··· Rows

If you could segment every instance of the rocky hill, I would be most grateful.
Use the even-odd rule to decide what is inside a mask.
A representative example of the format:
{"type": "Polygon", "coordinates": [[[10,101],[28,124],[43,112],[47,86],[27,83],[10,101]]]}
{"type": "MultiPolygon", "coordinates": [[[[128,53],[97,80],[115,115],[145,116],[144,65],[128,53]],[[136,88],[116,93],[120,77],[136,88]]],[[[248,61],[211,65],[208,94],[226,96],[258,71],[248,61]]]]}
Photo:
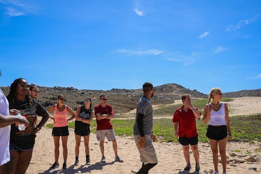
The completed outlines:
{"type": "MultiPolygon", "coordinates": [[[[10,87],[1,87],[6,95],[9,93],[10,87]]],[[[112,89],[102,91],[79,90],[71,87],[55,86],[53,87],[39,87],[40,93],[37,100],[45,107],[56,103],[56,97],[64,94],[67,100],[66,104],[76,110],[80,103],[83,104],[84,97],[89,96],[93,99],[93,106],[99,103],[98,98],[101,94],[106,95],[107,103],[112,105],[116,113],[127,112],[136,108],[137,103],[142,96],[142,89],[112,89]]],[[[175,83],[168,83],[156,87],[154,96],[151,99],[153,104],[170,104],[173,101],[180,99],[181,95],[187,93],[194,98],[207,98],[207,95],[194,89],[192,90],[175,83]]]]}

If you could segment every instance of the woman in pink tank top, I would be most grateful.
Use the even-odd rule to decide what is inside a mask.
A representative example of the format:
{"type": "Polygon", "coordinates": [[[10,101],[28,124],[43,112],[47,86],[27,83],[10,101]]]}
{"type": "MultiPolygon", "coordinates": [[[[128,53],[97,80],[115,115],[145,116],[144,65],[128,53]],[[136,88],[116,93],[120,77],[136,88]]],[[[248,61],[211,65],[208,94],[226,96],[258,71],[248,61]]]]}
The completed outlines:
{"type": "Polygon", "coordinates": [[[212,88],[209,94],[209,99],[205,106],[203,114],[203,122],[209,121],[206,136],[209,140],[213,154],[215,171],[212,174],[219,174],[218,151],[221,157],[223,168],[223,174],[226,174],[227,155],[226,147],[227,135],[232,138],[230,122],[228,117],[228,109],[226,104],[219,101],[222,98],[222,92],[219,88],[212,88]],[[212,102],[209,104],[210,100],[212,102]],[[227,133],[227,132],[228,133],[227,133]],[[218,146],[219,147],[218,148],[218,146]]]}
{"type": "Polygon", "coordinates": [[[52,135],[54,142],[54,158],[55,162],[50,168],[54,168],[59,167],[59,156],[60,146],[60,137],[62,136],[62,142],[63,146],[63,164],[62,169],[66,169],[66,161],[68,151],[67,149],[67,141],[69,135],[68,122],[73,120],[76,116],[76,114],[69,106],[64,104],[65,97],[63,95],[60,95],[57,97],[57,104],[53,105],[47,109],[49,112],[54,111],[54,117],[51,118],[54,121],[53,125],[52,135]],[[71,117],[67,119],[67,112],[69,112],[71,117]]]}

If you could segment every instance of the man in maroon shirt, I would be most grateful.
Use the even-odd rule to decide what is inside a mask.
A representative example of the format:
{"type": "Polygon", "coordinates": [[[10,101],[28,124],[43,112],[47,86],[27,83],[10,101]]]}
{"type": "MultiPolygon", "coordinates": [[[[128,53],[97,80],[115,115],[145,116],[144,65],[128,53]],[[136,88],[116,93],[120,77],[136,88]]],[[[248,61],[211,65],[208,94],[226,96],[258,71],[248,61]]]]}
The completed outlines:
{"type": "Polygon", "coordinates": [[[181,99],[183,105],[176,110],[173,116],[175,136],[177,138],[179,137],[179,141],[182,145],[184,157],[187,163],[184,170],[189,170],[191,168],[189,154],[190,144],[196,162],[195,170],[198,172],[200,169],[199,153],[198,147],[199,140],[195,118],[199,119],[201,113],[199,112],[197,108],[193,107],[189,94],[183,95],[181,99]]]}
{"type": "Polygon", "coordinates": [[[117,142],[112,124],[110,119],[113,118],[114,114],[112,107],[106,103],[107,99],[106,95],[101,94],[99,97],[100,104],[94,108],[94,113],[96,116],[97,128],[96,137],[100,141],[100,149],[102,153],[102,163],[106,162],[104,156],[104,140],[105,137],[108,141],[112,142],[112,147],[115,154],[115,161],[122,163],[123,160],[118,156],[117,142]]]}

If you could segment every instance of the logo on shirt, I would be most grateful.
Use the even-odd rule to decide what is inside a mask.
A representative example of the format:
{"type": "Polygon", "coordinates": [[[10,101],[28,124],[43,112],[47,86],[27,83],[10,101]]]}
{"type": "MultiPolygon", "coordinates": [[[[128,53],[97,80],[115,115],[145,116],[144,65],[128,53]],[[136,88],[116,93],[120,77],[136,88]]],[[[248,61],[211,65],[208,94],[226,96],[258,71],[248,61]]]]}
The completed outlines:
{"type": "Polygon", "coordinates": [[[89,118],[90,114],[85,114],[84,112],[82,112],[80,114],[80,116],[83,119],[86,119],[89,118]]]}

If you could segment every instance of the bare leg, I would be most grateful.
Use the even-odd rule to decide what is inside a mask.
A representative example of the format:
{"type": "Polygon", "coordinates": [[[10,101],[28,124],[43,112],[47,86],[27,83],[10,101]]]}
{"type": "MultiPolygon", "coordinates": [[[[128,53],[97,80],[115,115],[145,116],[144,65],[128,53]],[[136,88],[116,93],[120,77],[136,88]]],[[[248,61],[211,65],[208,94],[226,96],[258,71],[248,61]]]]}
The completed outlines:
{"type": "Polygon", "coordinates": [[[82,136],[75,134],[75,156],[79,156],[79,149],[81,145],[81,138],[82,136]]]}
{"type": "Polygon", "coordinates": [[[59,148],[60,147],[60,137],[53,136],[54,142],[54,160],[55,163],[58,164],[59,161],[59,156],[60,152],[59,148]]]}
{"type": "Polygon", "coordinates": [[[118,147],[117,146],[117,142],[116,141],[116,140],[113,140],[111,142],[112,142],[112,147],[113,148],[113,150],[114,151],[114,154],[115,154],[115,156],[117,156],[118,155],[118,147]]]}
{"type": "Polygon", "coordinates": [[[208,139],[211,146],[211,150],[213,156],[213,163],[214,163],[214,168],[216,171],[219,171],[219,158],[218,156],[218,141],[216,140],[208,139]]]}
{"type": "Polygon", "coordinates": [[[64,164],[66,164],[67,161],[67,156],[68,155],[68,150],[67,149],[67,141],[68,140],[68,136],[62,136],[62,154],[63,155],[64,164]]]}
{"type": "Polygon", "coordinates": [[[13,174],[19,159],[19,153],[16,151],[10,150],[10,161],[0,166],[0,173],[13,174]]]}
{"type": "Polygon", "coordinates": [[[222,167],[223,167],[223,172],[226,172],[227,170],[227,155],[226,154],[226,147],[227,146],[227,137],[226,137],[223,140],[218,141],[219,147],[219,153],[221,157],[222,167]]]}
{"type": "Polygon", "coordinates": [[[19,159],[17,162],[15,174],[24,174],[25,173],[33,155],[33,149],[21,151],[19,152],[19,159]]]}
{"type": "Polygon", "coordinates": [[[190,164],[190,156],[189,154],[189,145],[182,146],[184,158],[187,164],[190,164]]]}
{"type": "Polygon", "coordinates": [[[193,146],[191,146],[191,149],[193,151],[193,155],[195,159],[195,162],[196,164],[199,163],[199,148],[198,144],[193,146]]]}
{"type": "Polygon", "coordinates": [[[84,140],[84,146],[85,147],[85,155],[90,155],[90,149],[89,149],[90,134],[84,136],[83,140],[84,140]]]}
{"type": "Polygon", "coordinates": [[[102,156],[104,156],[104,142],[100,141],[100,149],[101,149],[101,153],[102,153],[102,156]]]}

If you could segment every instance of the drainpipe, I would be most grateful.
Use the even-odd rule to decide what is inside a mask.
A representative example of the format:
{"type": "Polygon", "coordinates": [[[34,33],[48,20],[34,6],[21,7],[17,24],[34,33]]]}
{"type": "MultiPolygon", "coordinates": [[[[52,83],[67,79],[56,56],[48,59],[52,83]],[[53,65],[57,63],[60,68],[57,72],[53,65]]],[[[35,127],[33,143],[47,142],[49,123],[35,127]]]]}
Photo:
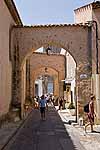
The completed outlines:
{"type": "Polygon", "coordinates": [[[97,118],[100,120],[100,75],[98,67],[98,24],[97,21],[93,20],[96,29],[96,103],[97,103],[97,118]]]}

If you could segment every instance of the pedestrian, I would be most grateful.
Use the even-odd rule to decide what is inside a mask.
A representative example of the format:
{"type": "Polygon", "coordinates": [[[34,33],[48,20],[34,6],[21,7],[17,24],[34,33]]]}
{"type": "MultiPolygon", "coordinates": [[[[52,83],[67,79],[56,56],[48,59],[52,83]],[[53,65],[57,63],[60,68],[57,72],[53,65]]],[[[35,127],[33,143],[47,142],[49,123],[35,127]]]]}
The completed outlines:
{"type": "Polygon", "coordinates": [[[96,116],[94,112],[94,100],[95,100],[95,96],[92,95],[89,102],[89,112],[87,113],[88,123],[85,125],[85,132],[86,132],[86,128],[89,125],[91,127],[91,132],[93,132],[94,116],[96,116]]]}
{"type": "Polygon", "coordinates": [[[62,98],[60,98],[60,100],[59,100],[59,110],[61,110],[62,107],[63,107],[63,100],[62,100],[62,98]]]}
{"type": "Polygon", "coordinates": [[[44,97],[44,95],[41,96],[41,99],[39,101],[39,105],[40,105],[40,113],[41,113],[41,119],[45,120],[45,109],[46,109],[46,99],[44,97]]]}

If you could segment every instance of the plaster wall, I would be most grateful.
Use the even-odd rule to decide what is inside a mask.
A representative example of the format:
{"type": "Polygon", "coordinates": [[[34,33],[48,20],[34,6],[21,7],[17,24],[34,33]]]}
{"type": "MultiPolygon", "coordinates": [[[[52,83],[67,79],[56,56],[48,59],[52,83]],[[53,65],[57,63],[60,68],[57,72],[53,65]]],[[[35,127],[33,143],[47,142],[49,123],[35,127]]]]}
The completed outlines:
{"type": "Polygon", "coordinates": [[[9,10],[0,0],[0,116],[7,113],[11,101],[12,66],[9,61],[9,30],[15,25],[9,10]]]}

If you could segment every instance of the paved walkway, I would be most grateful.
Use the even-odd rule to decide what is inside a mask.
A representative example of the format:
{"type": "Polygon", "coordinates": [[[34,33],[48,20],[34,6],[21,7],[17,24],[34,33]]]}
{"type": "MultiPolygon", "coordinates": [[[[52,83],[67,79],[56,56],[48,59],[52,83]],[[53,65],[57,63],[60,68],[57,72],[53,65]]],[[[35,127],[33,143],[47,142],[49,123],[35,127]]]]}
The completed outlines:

······

● **Exercise**
Collect every line of the records above that contains the string "instance". Letter case must match.

● **Exercise solution**
If you could segment every instance of the rocky hill, I would be most grateful.
If you could segment every instance of the woman in pink tank top, I would be most grateful.
If you could segment every instance of the man in maroon shirt, I would be most grateful.
If you could segment every instance of the logo on shirt, I would be most grateful.
If you could segment every instance of the bare leg, I would be most grateful.
If you could segment every instance of the drainpipe, I would be most grateful.
If you could segment every instance of the pedestrian, I would be most grateful.
If you could segment every instance of the plaster wall, I would be most grateful.
If you could segment every instance of the paved walkway, I would be most grateful.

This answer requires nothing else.